=== Verilen Problem 1 ===
Aşağıdaki belge metnine göre şu soruları yanıtlayın:
(a) Pink Floyd, Another Brick in the Wall parçasını kaç yıl önce ve kaç ayrı format üzerine kurgulayarak yayınladı?
(b) Şarkının özelinde konu neydi?
(c) Waters, o dönemlerde çocukların hayal dünyalarında neye benzetiliyor?

• • • •

Roger Waters fincancı katırlarını neden ürküttü?
Roger Waters’ın son yıllarda takındığı tavır ve yaptığı açıklamalar sonrası bir anda antisemitik ilan edilmesinin altında hangi bilinçaltı yatıyor? Gelin süreci birlikte takip edelim…
Bundan 54 yıl önce Pink Floyd üç ayrı format üzerine kurguladığı bir parça yayınladı. Another Brick in the Wall isimli bu yapıt tüm dünyada müthiş bir yankı uyandırdı. Pink Floyd’un zaten hali hazırda progresif sound tutturduğunu bilenlerin haricindeki milyonlar da bu aykırı veya alışılagelmemiş güfteye kayıtsız kalmadı.
Bu şarkının özelinde konu üç aşağı beş yukarı disiplin adı altında basmakalıp bir sistemi angaje etmeye çalışan eğitim düzeniydi. Waters, o dönemlerde bu şarkı sonrasında çocukların hayal dünyalarındaki bir nevi Peter Pan gibiydi, belki de başka bir kahraman. Ama bu şarkı Waters’ı asla eğitim düşmanı yapmadı. Belki yüzeysel yaklaşan kalabalıklar arasında O’nu eleştirenler de olmuştur, ama bu yaklaşımlar tarihte yer etmedi.

• • • •

=== Verilen Problem 2 ===
Aşağıdaki girdilerde "jacket" dizesini içeren tüm satırları toplayın.

=== Sağlanan Girdiler ===

• • • •

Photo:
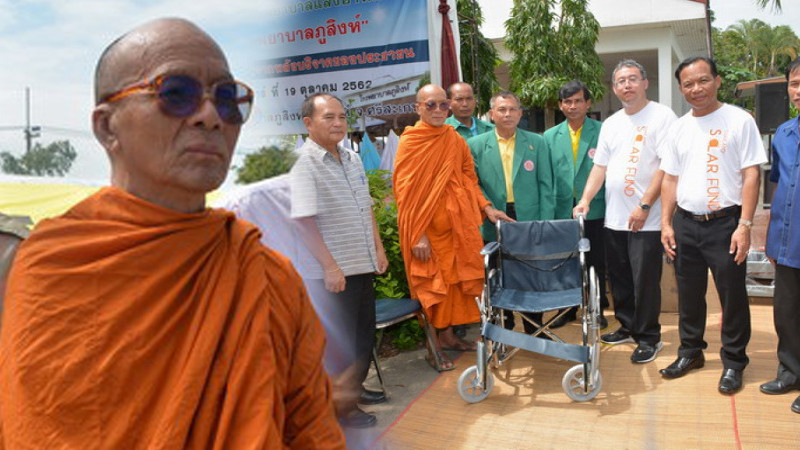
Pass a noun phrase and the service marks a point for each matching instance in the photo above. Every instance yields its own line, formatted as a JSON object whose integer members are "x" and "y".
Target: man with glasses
{"x": 572, "y": 145}
{"x": 711, "y": 164}
{"x": 462, "y": 105}
{"x": 783, "y": 246}
{"x": 333, "y": 209}
{"x": 140, "y": 318}
{"x": 439, "y": 206}
{"x": 515, "y": 174}
{"x": 628, "y": 155}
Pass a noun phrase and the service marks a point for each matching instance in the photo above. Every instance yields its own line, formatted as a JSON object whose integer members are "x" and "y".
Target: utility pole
{"x": 30, "y": 131}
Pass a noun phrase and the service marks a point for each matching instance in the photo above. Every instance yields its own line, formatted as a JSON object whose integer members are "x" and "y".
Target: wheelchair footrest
{"x": 570, "y": 352}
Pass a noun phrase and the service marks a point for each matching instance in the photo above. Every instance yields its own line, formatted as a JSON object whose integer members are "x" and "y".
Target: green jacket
{"x": 532, "y": 176}
{"x": 464, "y": 131}
{"x": 570, "y": 177}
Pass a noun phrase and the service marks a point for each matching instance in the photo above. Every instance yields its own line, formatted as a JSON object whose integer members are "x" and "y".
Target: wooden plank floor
{"x": 636, "y": 408}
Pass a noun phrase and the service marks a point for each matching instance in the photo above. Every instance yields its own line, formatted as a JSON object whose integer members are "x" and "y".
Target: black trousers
{"x": 702, "y": 246}
{"x": 596, "y": 257}
{"x": 349, "y": 343}
{"x": 634, "y": 269}
{"x": 786, "y": 312}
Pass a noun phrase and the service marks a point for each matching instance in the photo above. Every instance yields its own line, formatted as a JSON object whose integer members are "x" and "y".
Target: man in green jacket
{"x": 462, "y": 104}
{"x": 572, "y": 145}
{"x": 514, "y": 172}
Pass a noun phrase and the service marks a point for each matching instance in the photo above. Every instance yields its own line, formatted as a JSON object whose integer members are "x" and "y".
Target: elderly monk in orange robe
{"x": 141, "y": 319}
{"x": 439, "y": 205}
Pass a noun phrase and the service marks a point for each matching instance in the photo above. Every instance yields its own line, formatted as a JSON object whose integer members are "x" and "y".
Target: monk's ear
{"x": 103, "y": 126}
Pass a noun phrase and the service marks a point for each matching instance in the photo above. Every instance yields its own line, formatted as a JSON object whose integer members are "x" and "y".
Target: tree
{"x": 53, "y": 160}
{"x": 776, "y": 42}
{"x": 268, "y": 161}
{"x": 774, "y": 4}
{"x": 749, "y": 33}
{"x": 479, "y": 57}
{"x": 552, "y": 44}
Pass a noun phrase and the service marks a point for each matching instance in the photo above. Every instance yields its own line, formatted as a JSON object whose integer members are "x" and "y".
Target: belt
{"x": 705, "y": 217}
{"x": 511, "y": 211}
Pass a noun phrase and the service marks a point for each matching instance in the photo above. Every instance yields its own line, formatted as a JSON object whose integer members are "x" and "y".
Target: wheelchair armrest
{"x": 584, "y": 245}
{"x": 490, "y": 248}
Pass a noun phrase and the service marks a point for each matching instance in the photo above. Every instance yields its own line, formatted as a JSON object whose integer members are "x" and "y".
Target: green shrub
{"x": 406, "y": 335}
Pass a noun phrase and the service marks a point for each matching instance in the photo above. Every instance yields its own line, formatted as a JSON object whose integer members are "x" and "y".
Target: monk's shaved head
{"x": 427, "y": 90}
{"x": 432, "y": 105}
{"x": 128, "y": 57}
{"x": 166, "y": 156}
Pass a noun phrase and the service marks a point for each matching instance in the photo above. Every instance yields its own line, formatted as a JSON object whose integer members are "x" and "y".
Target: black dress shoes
{"x": 682, "y": 365}
{"x": 368, "y": 397}
{"x": 731, "y": 381}
{"x": 357, "y": 418}
{"x": 778, "y": 386}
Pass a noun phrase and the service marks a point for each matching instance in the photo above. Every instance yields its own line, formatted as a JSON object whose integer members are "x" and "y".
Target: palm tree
{"x": 750, "y": 32}
{"x": 774, "y": 4}
{"x": 777, "y": 41}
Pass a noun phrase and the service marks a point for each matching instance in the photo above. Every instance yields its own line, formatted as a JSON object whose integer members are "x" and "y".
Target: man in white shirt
{"x": 330, "y": 200}
{"x": 627, "y": 158}
{"x": 711, "y": 166}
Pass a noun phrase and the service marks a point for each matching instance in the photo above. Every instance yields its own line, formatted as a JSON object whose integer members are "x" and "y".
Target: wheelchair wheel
{"x": 574, "y": 384}
{"x": 469, "y": 385}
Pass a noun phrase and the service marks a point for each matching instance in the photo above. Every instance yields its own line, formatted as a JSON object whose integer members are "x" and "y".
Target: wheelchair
{"x": 536, "y": 267}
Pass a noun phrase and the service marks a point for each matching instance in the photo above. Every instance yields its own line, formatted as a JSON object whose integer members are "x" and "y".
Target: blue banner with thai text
{"x": 372, "y": 54}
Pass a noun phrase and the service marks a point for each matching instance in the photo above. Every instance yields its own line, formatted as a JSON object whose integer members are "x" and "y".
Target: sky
{"x": 727, "y": 12}
{"x": 52, "y": 46}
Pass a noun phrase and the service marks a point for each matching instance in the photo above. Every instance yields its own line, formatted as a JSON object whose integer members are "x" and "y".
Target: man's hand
{"x": 422, "y": 250}
{"x": 637, "y": 218}
{"x": 582, "y": 208}
{"x": 494, "y": 214}
{"x": 334, "y": 280}
{"x": 383, "y": 262}
{"x": 740, "y": 244}
{"x": 668, "y": 241}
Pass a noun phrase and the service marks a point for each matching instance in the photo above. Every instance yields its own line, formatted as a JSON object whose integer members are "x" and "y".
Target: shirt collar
{"x": 318, "y": 152}
{"x": 474, "y": 128}
{"x": 500, "y": 138}
{"x": 792, "y": 126}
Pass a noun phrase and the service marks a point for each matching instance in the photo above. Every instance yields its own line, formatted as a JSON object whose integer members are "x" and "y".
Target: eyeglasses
{"x": 182, "y": 96}
{"x": 503, "y": 111}
{"x": 633, "y": 81}
{"x": 431, "y": 105}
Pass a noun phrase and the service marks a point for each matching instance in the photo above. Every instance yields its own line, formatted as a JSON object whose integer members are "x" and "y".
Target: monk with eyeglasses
{"x": 142, "y": 319}
{"x": 440, "y": 208}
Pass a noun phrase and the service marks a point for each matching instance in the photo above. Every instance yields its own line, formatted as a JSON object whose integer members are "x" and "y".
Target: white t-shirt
{"x": 630, "y": 147}
{"x": 708, "y": 154}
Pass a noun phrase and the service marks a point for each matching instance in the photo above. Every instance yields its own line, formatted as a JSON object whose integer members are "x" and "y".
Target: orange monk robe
{"x": 437, "y": 194}
{"x": 128, "y": 325}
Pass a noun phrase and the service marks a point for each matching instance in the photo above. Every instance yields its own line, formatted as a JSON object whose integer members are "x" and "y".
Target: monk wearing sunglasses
{"x": 141, "y": 318}
{"x": 440, "y": 209}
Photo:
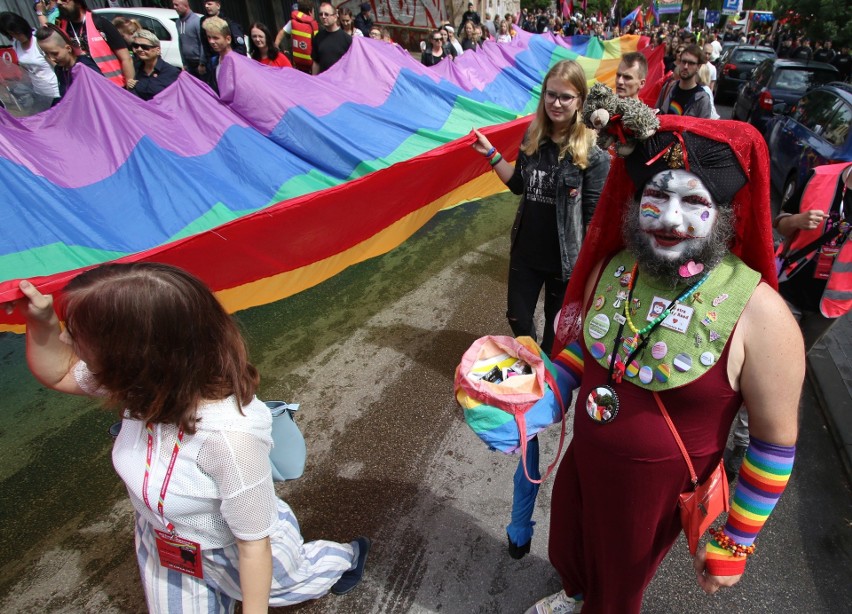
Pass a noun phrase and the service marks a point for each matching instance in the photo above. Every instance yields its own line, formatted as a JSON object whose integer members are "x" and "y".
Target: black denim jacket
{"x": 577, "y": 194}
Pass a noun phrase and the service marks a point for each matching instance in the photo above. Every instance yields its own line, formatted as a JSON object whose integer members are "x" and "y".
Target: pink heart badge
{"x": 690, "y": 269}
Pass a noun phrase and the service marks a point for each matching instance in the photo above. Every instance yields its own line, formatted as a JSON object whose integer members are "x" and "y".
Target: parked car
{"x": 778, "y": 81}
{"x": 736, "y": 65}
{"x": 162, "y": 22}
{"x": 815, "y": 131}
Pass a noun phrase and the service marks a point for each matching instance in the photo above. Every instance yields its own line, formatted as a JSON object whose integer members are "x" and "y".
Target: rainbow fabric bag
{"x": 520, "y": 403}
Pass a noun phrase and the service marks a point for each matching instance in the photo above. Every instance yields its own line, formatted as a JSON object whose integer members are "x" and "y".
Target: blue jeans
{"x": 520, "y": 530}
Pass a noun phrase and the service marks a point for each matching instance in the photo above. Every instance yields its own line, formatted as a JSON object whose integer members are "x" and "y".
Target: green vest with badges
{"x": 688, "y": 342}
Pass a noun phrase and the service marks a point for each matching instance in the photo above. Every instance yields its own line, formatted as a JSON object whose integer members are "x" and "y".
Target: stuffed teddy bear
{"x": 622, "y": 121}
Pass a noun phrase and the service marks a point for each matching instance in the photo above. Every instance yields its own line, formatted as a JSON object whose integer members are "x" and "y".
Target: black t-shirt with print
{"x": 330, "y": 47}
{"x": 682, "y": 98}
{"x": 537, "y": 240}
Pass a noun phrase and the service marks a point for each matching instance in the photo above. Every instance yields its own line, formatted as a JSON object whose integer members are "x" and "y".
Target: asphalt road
{"x": 370, "y": 355}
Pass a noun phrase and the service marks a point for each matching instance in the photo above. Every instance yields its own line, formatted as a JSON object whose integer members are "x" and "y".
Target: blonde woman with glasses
{"x": 559, "y": 173}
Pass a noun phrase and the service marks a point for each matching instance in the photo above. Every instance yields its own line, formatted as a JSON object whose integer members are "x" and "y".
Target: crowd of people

• • • •

=== Çözümlü Yanıt 1 ===
(a) 54 yıl önce, üç ayrı format üzerine.
(b) Disiplin adı altında basmakalıp bir sistemi angaje etmeye çalışan eğitim düzeni.
(c) Bir nevi Peter Pan'a.

=== Çözümlü Yanıt 2 ===
Target: green jacket
Target: man in green jacket
Target: black denim jacket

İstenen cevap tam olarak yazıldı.